Task requirements>
Exactly as they appear, copy the lines of the listing from the one containing "of the curved" through the final line, both included, and nothing else.

---- Raw records

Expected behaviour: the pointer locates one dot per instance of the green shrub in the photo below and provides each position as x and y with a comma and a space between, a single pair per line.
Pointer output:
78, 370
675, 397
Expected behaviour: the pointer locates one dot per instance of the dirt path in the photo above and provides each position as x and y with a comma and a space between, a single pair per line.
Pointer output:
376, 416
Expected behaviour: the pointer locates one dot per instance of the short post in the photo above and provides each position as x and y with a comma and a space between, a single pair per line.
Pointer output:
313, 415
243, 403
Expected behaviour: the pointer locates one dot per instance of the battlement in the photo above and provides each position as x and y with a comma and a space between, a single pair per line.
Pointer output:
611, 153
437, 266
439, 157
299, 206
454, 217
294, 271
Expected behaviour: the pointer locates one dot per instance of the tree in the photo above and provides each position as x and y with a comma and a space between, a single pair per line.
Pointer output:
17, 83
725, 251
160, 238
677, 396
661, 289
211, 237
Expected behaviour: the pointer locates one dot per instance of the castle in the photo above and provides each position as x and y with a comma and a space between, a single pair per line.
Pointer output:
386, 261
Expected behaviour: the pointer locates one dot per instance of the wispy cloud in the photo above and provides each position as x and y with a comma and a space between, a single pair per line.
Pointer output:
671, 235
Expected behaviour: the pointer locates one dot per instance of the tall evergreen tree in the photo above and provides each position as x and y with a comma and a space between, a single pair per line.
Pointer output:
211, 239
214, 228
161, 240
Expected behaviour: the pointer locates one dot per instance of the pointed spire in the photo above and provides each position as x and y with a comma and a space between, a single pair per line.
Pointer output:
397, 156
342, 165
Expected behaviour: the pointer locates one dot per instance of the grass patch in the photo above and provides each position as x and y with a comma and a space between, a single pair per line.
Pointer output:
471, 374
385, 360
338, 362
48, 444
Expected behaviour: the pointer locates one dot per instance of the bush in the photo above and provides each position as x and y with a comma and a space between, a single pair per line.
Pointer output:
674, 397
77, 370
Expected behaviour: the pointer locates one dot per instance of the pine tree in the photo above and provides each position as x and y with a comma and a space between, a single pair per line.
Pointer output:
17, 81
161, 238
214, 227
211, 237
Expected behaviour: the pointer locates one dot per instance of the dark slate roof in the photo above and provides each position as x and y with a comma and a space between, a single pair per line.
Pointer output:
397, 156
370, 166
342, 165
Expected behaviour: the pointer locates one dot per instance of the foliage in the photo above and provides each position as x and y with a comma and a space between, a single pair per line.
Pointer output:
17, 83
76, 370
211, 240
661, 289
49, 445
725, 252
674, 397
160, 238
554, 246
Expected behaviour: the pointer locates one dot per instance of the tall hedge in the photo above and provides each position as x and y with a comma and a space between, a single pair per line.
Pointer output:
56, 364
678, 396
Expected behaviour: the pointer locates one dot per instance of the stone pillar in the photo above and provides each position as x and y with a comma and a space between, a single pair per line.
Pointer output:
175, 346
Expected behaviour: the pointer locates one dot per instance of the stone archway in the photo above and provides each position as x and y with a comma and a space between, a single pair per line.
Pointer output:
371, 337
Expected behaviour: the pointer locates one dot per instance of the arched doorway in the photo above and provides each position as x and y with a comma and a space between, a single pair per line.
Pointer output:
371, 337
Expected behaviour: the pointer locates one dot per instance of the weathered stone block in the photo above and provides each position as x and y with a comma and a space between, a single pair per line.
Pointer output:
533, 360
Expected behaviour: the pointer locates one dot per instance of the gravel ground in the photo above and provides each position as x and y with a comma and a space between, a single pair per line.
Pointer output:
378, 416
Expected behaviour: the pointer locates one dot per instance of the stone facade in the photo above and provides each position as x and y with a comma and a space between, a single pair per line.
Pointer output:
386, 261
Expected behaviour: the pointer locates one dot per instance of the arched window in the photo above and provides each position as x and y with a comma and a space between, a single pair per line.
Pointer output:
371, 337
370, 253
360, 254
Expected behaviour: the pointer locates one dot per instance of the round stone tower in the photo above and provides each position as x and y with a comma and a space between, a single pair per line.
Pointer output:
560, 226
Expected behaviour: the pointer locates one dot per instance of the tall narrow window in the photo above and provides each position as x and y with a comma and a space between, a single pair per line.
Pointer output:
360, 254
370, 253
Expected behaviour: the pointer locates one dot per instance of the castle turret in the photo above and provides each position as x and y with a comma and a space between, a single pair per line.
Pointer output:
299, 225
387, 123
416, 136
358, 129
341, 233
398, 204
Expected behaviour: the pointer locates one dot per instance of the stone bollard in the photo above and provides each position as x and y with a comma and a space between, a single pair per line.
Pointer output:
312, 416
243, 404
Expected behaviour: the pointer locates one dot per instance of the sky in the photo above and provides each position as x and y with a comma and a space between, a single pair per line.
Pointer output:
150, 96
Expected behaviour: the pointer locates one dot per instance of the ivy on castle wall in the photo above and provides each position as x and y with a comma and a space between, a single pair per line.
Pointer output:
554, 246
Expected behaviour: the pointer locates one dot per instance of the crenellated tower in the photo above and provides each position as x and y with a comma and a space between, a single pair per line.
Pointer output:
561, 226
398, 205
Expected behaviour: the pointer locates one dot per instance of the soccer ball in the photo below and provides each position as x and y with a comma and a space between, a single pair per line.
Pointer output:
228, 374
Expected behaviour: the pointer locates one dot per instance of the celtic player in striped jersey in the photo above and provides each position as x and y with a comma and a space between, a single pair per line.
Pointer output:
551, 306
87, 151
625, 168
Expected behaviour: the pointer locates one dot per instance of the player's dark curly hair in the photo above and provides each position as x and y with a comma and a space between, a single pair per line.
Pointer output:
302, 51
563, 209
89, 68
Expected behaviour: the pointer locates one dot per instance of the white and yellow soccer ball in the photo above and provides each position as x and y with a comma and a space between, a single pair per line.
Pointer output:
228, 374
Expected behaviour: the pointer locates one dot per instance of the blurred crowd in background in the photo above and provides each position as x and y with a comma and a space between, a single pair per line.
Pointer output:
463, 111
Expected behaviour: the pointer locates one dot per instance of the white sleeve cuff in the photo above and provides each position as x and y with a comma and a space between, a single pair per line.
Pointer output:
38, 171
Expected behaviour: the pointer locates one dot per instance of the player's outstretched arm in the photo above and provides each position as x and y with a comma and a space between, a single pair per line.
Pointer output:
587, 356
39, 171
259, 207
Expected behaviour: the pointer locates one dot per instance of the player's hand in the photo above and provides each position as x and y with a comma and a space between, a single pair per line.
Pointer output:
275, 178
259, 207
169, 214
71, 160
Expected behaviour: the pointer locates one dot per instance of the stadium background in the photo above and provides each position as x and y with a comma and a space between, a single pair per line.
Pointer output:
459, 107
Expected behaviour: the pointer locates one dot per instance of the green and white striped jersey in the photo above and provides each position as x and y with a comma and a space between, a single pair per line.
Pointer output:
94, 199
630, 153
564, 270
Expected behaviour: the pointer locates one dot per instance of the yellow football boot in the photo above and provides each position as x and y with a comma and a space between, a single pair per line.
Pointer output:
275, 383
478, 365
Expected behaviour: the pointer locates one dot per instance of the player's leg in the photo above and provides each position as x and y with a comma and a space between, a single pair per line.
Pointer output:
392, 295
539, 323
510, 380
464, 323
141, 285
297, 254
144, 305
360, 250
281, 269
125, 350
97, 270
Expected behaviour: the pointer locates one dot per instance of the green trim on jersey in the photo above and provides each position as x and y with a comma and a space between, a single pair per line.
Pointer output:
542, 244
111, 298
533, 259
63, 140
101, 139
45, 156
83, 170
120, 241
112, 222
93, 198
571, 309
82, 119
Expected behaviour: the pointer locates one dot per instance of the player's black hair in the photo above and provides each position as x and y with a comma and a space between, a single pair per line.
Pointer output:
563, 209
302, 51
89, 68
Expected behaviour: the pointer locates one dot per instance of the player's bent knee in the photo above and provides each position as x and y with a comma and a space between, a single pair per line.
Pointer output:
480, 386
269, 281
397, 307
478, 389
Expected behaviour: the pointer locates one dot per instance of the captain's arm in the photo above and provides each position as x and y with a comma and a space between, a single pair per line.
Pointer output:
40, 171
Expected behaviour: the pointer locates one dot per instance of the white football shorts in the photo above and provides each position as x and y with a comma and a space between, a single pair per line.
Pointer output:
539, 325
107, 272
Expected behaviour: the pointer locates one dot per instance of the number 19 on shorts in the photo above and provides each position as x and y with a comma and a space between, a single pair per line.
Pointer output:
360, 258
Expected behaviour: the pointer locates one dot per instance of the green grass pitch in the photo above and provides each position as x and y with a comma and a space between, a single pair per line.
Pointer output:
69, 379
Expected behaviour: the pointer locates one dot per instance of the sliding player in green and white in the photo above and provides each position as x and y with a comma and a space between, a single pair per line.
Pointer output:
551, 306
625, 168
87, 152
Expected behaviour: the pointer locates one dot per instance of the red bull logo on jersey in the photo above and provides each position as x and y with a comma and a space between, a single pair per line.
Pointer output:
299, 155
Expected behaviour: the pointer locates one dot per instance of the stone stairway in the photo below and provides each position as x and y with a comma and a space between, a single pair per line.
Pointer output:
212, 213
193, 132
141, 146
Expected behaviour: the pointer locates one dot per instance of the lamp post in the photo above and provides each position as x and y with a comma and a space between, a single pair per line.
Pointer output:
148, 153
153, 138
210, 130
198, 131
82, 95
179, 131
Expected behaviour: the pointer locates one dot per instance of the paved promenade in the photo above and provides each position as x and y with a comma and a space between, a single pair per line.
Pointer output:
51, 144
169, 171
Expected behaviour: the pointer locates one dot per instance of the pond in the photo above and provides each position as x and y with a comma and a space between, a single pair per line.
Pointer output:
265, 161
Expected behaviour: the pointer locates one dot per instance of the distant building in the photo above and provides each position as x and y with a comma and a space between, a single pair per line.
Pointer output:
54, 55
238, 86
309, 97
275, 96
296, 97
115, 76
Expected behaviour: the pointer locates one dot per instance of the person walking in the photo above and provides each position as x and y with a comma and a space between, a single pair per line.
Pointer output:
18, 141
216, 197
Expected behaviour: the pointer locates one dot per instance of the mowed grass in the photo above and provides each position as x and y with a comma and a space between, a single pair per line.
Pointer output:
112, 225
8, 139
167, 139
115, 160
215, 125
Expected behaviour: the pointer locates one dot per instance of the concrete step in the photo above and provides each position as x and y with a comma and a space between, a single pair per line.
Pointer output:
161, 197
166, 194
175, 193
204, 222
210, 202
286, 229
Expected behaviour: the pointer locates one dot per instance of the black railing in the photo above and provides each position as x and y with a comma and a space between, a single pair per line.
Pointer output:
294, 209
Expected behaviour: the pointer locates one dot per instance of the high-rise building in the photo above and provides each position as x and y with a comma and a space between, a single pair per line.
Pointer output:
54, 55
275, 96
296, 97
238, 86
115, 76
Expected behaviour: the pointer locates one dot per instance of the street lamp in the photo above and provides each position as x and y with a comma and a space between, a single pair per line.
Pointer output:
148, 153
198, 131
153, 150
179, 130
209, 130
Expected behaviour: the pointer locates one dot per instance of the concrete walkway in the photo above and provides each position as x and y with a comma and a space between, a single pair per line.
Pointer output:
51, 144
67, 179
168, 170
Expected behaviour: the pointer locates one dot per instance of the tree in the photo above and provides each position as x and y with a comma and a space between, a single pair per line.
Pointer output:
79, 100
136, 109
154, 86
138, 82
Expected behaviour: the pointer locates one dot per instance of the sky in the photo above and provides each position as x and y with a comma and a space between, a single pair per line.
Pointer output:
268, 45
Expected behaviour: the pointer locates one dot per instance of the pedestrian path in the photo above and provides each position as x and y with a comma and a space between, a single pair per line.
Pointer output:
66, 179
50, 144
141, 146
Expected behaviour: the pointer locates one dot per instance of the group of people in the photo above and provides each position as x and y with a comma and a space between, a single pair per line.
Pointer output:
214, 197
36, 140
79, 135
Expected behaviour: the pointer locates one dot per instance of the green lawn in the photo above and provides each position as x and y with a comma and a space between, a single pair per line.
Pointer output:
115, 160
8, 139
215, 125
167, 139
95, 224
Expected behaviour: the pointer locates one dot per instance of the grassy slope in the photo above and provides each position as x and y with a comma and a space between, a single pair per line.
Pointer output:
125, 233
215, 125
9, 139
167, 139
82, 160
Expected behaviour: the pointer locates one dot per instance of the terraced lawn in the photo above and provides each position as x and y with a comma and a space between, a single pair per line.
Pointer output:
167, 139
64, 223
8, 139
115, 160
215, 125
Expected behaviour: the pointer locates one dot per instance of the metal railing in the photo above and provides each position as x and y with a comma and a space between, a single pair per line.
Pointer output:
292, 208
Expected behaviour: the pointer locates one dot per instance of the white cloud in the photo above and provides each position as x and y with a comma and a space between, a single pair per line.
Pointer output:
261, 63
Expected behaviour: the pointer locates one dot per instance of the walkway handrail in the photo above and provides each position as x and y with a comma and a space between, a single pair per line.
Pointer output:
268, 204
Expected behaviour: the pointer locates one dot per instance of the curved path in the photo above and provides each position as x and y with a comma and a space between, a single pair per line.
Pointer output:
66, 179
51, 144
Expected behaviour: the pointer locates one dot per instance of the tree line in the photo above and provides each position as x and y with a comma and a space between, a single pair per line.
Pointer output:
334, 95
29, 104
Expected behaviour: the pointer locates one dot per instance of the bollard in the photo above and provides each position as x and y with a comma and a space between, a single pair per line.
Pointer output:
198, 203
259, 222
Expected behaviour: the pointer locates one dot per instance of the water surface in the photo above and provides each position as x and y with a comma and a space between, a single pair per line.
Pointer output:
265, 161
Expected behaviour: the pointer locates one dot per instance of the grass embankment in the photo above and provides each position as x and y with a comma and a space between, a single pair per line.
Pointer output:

--------

Final result>
Expected behaviour: the pointer locates one dot per instance of the curved path in the photo above and provides each position as x and y with a comma and a space between, a single pair per line.
Pointer output:
66, 179
51, 144
Expected behaviour: the pointer locates one dot per instance of the tree line in the photo above and provides each position as x and y with a comma and a space between, a single pair per line.
Pointer output:
334, 95
29, 104
Expected behaviour: the pointer locates one dot per instance of the bollard in the photo above and provides each position as x and y with a comma and a space between, a single pair per line.
Pointer output:
198, 203
259, 222
Expected behaviour: the pointer locates one dot per instance of the water surface in the photo above and provides each position as x and y with a comma and a space between, a single pair per line.
Pointer output:
265, 161
Expected behaviour: the pointer locates one dot per instance of the grass embankment in the photo above and provides each position as x and y with a comma and a space between, a single pair per line.
Pointer output:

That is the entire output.